GIVEN INSTRUCTION
Extract every line below verbatim, keeping the original order and formatting.

------------

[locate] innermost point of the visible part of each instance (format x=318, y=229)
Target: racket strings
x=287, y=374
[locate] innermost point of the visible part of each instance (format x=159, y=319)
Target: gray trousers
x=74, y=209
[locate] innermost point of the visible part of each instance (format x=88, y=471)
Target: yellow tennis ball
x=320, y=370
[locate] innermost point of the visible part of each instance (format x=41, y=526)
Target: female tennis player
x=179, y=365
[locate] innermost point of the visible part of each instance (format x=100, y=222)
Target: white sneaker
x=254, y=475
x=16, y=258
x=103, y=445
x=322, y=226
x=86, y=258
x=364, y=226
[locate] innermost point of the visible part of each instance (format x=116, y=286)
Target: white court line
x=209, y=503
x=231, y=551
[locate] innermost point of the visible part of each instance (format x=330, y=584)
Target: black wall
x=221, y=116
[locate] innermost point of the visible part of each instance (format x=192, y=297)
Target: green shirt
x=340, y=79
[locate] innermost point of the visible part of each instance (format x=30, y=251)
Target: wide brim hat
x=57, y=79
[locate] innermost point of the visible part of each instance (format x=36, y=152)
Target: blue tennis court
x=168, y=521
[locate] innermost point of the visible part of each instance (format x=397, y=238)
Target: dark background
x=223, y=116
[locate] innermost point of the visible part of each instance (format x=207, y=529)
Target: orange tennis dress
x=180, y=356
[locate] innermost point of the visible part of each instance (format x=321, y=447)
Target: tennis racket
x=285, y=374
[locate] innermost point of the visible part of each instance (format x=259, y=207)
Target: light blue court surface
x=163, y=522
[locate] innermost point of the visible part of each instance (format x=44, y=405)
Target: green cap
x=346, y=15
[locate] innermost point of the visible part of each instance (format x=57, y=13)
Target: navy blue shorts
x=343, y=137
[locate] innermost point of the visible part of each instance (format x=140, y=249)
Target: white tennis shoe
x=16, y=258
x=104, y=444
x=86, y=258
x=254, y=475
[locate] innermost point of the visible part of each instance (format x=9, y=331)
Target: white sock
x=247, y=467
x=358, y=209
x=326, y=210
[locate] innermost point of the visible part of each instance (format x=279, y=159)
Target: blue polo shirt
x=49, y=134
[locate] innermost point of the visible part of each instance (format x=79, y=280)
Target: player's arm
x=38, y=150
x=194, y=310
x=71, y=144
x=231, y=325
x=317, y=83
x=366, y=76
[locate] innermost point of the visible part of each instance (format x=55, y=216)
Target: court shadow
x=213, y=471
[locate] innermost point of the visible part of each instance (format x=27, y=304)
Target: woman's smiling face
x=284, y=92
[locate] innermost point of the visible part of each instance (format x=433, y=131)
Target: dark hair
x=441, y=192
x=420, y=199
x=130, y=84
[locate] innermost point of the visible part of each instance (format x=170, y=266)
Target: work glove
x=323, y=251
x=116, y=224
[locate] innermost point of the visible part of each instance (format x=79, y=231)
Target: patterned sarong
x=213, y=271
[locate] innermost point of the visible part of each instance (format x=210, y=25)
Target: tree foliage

------------

FULL RESPONSE
[locate] innermost point of the visible part of each instance (format x=318, y=229)
Target: racket strings
x=287, y=374
[locate] innermost point of the visible part of each instance (format x=159, y=319)
Target: gray trousers
x=74, y=209
[locate] innermost point of the visible part of each instance (format x=88, y=471)
Target: yellow tennis ball
x=320, y=370
[locate] innermost point of the visible part of each instance (format x=41, y=526)
Target: female tennis player
x=179, y=365
[locate] innermost point of the visible part of each instance (format x=100, y=222)
Target: white sneaker
x=254, y=475
x=16, y=258
x=103, y=445
x=322, y=226
x=86, y=258
x=364, y=226
[locate] innermost point of the visible part of each instance (format x=116, y=286)
Target: white court line
x=209, y=503
x=231, y=551
[locate] innermost point of the visible part of each instance (format x=330, y=584)
Target: black wall
x=221, y=116
[locate] innermost point of the visible part of each instance (format x=192, y=297)
Target: green shirt
x=340, y=79
[locate] innermost point of the visible part of each instance (format x=30, y=251)
Target: wide brim hat
x=57, y=79
[locate] innermost point of the visible part of each instance (format x=36, y=152)
Target: blue tennis court
x=168, y=521
[locate] innermost point of the visible part of each instance (format x=397, y=238)
Target: dark background
x=223, y=116
[locate] innermost point of the visible part of each instance (format x=207, y=529)
Target: orange tennis dress
x=180, y=356
[locate] innermost point of the visible part of each instance (format x=321, y=447)
Target: tennis racket
x=285, y=374
[locate] innermost point of the visible part of each instance (format x=259, y=207)
Target: light blue court surface
x=163, y=522
[locate] innermost point of the visible part of each instance (format x=44, y=405)
Target: green cap
x=346, y=15
[locate] innermost point of the visible part of each instance (format x=57, y=13)
Target: navy blue shorts
x=343, y=137
[locate] innermost point of the visible part of each instance (format x=140, y=249)
Target: white tennis shoe
x=16, y=258
x=104, y=444
x=86, y=258
x=254, y=475
[locate] innermost point of the visible part of each instance (format x=9, y=331)
Target: white sock
x=247, y=467
x=358, y=209
x=326, y=210
[locate] innermost point of the visible part of each instance (format x=279, y=159)
Target: blue polo shirt
x=49, y=134
[locate] innermost point of the visible part of each instance (format x=79, y=280)
Target: player's arm
x=38, y=150
x=194, y=310
x=71, y=144
x=231, y=325
x=317, y=83
x=366, y=76
[locate] innermost point of the visible part of each instance (format x=55, y=216)
Target: court shadow
x=213, y=471
[locate] innermost point of the visible part of each instance (format x=27, y=304)
Target: woman's smiling face
x=284, y=92
[locate] innermost point of the visible part of each instance (format x=433, y=131)
Target: dark hair
x=441, y=192
x=420, y=199
x=130, y=84
[locate] innermost point of the visible part of each instance (format x=170, y=266)
Target: work glove
x=323, y=251
x=116, y=224
[locate] innermost point of the visible part of each instance (format x=79, y=231)
Target: patterned sarong
x=213, y=271
[locate] innermost point of the visible part of each instance (format x=210, y=25)
Target: tree foliage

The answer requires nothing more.